WORK ORDER: Line count for "pixel": report how many lines in this material hold that string, with the number alone as the answer.

SOURCE RECORDS:
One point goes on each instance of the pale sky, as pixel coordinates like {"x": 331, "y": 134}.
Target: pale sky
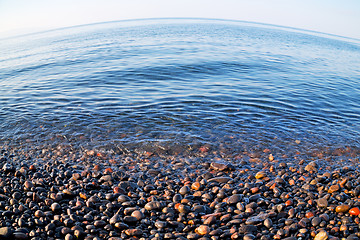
{"x": 328, "y": 16}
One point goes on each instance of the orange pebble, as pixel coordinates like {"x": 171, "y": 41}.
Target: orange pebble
{"x": 196, "y": 186}
{"x": 289, "y": 203}
{"x": 309, "y": 214}
{"x": 32, "y": 168}
{"x": 354, "y": 211}
{"x": 117, "y": 190}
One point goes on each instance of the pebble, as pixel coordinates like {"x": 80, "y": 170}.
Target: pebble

OUTPUT OF THE TASK: 3